[Written instruction]: How many lines of the items below contain the string "white"? Case matters. Reply with the number alone.

[Data entries]:
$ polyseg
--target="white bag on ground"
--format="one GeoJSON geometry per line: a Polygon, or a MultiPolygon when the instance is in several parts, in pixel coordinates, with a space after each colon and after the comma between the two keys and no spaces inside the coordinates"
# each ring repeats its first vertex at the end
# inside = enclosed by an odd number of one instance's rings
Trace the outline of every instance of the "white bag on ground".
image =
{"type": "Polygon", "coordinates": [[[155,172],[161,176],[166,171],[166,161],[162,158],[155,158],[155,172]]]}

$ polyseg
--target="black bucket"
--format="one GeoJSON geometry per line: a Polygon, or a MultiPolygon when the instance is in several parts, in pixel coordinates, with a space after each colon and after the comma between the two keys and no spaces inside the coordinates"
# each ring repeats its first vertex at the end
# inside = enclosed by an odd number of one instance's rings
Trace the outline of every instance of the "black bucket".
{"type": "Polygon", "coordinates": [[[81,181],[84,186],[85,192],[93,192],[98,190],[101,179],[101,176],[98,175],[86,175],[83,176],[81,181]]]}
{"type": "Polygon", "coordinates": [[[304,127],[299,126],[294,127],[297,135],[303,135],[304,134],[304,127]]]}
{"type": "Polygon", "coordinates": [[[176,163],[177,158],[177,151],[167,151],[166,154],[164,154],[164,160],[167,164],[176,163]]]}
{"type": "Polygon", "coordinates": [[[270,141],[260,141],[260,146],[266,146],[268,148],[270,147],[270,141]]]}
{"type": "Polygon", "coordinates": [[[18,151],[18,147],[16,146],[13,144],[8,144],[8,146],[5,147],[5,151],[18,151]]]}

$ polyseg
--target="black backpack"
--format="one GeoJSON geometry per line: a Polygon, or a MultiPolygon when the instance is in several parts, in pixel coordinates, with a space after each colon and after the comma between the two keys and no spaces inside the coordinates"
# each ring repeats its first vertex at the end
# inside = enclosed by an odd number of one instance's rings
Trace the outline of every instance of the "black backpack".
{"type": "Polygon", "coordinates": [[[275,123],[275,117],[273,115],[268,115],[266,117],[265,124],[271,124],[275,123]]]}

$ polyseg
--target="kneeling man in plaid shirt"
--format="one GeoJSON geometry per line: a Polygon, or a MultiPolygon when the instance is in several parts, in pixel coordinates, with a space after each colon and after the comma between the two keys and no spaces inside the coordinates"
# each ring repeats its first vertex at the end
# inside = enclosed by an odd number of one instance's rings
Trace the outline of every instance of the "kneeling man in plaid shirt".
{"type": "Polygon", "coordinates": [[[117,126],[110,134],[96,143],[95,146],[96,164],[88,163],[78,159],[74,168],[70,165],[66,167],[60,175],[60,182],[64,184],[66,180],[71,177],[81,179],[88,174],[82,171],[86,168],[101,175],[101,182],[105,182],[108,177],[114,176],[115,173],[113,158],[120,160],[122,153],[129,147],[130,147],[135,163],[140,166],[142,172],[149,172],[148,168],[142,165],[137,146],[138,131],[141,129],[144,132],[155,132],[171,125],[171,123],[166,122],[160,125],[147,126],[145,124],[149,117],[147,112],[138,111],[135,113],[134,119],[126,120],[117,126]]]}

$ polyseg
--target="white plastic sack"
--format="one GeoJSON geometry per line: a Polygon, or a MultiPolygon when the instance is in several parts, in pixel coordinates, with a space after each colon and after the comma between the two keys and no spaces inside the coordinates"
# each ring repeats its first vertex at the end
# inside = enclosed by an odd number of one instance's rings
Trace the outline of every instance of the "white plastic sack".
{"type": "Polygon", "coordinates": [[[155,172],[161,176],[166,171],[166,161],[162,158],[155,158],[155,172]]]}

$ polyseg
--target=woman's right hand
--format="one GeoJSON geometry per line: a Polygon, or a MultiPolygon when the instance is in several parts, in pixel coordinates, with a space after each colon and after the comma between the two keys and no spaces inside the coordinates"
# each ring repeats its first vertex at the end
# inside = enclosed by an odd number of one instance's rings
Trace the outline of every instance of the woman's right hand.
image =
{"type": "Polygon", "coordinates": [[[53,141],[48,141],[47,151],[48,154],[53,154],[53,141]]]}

[Response]: 4